**Set exercise:** Pick out every line below that contains the word "plastic" and copy each one in full. Case counts.

— Begin Material —

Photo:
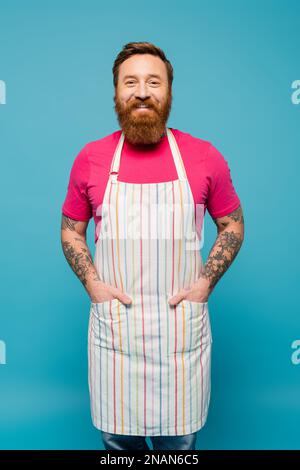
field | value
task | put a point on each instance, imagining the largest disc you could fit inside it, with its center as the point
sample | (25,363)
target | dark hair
(132,48)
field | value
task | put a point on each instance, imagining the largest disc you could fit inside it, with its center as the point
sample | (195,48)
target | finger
(124,298)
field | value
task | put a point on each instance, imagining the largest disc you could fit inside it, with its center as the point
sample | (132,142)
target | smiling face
(143,98)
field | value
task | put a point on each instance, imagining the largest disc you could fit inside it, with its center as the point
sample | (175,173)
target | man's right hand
(107,292)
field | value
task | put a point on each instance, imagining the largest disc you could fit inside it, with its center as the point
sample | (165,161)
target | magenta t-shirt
(207,171)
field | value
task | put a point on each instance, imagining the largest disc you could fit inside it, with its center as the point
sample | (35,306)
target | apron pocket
(189,327)
(110,325)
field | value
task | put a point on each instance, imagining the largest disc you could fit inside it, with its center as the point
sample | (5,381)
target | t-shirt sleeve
(76,204)
(222,197)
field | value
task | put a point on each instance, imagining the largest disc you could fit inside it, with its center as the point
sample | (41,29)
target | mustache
(136,104)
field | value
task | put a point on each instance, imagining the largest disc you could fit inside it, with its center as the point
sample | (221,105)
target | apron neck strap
(115,164)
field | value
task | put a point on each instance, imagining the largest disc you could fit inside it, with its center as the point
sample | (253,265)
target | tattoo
(228,245)
(67,223)
(225,248)
(80,261)
(236,216)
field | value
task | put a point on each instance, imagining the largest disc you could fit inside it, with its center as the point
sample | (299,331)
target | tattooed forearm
(68,224)
(236,216)
(77,252)
(79,259)
(226,246)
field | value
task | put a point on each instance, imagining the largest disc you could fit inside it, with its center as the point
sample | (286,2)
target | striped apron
(149,362)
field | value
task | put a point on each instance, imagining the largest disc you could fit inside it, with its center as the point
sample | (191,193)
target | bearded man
(147,186)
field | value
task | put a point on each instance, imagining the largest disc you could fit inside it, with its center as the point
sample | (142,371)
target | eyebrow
(150,75)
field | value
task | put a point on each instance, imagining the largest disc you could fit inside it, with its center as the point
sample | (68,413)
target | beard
(143,127)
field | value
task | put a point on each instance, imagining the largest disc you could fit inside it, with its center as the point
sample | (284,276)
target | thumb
(124,298)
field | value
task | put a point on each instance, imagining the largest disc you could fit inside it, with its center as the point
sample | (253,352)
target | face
(143,98)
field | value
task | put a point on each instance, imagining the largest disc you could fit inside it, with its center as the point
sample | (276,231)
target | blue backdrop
(235,66)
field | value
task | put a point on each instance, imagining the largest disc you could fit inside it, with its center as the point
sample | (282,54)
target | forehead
(141,65)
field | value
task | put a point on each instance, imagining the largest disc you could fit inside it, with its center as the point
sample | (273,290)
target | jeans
(125,442)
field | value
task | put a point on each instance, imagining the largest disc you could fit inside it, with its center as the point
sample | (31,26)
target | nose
(142,92)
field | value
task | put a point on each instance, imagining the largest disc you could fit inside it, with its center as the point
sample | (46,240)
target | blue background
(234,63)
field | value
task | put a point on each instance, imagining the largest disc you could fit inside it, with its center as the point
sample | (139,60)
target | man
(147,187)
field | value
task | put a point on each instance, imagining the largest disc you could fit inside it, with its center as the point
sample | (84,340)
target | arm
(227,244)
(226,247)
(77,253)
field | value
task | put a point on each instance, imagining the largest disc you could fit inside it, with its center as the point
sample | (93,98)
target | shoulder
(190,143)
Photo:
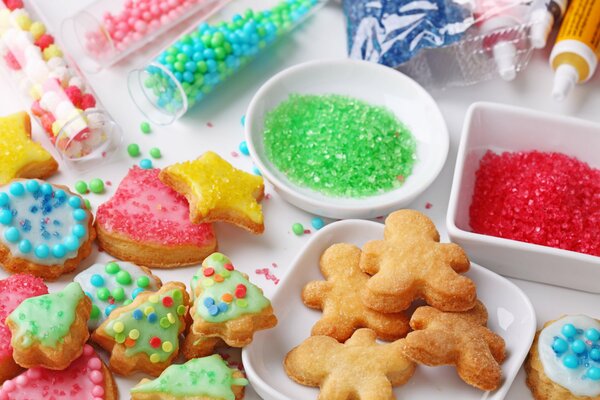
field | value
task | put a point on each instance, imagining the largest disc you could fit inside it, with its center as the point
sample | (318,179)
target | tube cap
(565,78)
(504,55)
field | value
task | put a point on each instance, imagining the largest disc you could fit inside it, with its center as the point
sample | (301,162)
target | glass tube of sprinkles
(67,109)
(107,31)
(185,72)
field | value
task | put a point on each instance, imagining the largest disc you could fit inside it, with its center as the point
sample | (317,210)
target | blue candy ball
(569,330)
(570,361)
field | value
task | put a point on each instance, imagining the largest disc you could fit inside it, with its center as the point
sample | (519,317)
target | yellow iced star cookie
(21,157)
(217,191)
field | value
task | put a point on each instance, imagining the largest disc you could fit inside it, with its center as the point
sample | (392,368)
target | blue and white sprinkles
(570,354)
(42,223)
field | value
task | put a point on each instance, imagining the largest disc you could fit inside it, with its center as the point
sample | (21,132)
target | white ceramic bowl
(503,128)
(511,315)
(375,84)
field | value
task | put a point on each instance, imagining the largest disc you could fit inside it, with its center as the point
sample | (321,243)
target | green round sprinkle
(133,150)
(145,127)
(81,187)
(155,152)
(143,281)
(95,312)
(338,145)
(103,294)
(112,268)
(123,277)
(298,229)
(96,186)
(118,294)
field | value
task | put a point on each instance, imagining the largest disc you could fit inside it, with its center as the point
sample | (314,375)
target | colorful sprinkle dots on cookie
(113,285)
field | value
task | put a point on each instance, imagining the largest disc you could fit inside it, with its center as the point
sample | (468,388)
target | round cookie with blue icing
(564,361)
(112,285)
(45,229)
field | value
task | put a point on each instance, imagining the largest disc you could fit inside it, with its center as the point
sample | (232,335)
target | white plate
(510,314)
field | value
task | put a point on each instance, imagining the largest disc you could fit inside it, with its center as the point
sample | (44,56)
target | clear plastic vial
(65,106)
(185,72)
(107,31)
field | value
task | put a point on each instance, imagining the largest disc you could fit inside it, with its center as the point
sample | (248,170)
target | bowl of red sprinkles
(525,200)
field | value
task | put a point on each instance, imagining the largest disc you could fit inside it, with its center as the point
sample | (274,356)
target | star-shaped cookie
(359,369)
(460,339)
(21,157)
(343,311)
(410,264)
(217,191)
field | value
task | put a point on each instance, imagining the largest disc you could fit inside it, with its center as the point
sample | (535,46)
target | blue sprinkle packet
(391,32)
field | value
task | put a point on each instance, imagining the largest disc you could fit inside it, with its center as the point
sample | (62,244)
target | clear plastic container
(79,128)
(108,30)
(185,72)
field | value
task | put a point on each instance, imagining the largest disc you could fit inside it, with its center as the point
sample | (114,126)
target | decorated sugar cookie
(50,330)
(218,192)
(564,361)
(45,230)
(113,285)
(13,290)
(226,307)
(144,335)
(21,157)
(147,222)
(208,378)
(86,378)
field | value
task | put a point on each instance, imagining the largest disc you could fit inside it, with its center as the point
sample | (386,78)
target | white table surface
(323,36)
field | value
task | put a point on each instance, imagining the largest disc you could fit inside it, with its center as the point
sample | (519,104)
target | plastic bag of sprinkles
(443,43)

— End Material —

**Completed exercise:**
target | clear plastic vial
target | clear plastic container
target | plastic bag of sprinkles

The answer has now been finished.